What is required: All the data below should be printed again without a single difference.

Record extracts:
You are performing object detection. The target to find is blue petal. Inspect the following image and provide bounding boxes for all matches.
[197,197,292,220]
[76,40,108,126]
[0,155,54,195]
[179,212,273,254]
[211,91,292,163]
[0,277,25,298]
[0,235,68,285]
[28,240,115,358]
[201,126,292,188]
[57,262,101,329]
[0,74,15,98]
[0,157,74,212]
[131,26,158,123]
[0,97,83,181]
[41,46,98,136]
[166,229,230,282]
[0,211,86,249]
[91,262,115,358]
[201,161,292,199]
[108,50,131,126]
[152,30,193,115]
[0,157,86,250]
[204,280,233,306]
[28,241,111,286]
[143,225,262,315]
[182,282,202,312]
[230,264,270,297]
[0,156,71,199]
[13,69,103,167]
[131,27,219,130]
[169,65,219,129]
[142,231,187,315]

Worked solution:
You are performing object detection. The target to find is blue petal. Inspect the following image and provide bounding boxes for all matches.
[197,197,292,220]
[76,40,108,126]
[0,155,54,195]
[179,212,273,254]
[211,91,292,163]
[0,277,25,298]
[0,235,68,285]
[28,240,115,358]
[201,126,292,188]
[57,262,101,329]
[0,74,15,98]
[0,157,74,212]
[131,26,158,123]
[0,97,83,181]
[41,46,98,136]
[166,229,230,282]
[0,211,86,249]
[91,262,115,358]
[201,161,292,199]
[108,50,131,126]
[152,30,193,115]
[0,157,86,250]
[204,280,233,306]
[28,241,111,286]
[143,225,262,315]
[182,282,202,312]
[230,264,270,297]
[0,156,71,199]
[13,69,103,167]
[131,27,219,130]
[169,65,219,129]
[142,231,187,315]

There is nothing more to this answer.